* _Document extract_
◇ ◇ ◇ ◇ ◇ ◇ ◇

Low input wheats are a rarity
WINTER wheats performing reasonably well with fewer fungicides are thin on the ground in ARC experience.
Four seasons of work comparing single- and three-spray programmes have identified relatively few varieties where the extra two sprays have little effect on yield.
"It is very difficult to nominate reduced input varieties," says Dr Carver. "But a few are getting close to being single spray types." Abbot and Drake, with yield responses of only 3% and 2.5% respectively to the extra treatments, are potential candidates, depending on fungicide and grain prices, he suggests.
"Before strobilurin fungicides came along we reckoned anything under 2-2.5% was probably not worth chasing. Now with the strobilurins and with grain at only £70/t it is probably more like 3.5%."
Not unexpectedly, of the more familiar varieties Riband, Consort and Brigadier all responded well in the past three seasons, yielding 13.5, 12.7 and 9.3% more from three sprays instead of one single T2 (mid May) treatment. And only seven of 29 trialled gave less than 5% extra.

◇ ◇ ◇ ◇ ◇ ◇ ◇

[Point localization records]
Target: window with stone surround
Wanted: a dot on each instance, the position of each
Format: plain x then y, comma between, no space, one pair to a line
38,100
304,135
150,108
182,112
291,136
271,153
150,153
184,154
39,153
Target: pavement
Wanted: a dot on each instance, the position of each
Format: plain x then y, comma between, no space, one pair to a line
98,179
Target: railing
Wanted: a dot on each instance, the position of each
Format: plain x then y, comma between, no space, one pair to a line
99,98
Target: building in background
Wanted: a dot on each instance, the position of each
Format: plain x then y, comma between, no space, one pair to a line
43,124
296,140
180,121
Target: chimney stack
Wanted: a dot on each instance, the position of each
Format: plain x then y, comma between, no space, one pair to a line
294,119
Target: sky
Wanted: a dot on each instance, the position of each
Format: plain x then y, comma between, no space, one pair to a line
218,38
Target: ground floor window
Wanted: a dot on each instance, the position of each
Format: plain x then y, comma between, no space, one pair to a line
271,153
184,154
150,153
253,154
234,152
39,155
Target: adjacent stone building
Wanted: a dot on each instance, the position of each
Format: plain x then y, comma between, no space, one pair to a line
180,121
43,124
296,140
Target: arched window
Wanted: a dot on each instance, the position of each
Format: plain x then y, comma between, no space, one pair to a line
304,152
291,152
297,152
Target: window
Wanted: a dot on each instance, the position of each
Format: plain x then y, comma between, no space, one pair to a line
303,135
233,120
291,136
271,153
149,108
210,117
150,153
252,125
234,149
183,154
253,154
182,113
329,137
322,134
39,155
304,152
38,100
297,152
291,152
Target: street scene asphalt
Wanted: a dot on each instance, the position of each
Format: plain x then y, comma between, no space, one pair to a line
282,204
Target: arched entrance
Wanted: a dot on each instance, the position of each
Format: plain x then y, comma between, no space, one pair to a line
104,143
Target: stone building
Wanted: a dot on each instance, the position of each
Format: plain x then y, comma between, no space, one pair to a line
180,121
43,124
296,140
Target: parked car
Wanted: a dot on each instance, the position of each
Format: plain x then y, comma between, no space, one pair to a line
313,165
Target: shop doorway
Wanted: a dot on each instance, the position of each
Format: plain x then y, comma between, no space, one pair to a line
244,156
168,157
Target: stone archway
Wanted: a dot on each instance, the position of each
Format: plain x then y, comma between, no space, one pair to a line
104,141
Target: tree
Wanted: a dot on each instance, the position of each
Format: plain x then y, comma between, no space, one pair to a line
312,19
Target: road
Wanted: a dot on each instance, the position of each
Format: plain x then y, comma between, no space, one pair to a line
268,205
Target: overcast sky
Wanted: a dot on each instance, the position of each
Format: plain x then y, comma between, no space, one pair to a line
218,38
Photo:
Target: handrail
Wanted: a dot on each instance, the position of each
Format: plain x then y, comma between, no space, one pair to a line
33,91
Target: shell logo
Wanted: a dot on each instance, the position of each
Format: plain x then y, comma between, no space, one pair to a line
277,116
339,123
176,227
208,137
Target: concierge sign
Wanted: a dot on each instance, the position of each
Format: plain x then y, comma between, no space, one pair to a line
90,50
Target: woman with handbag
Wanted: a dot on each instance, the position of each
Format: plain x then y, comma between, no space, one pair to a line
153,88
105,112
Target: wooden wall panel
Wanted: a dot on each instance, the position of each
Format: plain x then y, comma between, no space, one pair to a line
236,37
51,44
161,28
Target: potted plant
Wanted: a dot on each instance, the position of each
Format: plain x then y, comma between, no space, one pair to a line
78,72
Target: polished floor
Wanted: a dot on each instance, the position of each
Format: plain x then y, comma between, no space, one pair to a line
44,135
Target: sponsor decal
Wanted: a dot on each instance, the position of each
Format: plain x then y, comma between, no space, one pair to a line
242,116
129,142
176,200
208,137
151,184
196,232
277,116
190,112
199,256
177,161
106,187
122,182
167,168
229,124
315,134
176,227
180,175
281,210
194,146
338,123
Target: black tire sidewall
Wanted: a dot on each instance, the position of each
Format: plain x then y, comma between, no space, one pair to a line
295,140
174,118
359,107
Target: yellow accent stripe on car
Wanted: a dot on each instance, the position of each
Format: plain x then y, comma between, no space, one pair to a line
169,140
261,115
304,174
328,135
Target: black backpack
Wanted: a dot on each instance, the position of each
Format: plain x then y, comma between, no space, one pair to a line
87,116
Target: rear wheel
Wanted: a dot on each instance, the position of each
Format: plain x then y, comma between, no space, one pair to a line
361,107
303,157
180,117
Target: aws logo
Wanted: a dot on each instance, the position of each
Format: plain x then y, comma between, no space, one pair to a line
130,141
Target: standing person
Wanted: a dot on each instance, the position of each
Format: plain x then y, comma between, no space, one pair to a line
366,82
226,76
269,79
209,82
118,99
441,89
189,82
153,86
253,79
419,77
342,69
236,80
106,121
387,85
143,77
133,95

◇ ◇ ◇ ◇ ◇ ◇ ◇

* _What you will do_
a) In the wheat variety article, give the passage starting at "Four seasons of" and ending at "prices, he suggests." again, substituting "output" for "yield".
b) According to the wheat variety article, what yield response did Drake show to the extra treatments?
c) Write what comes next in the article on low input wheat varieties, after its final sentence.

* _Answers to the exercise_
a)
Four seasons of work comparing single- and three-spray programmes have identified relatively few varieties where the extra two sprays have little effect on output.
"It is very difficult to nominate reduced input varieties," says Dr Carver. "But a few are getting close to being single spray types." Abbot and Drake, with output responses of only 3% and 2.5% respectively to the extra treatments, are potential candidates, depending on fungicide and grain prices, he suggests.

b) 2.5%

c)
Clearly disease pressure has a bearing, says Dr Carver. At Dunmow, Essex, this year, where pressure was low, the marginal benefit of spraying three times was much reduced. Indeed in some varieties, notably Abbot, yield was lower after the triple triazole programme.
"Our site at Wimborne, Dorset gave us a much better idea of which varieties can tolerate low inputs." There the lowest response to the extra sprays in the strobilurin-based programme was 5.7% (in Drake). Using three sprays instead of one on Riband boosted output by nearly a third.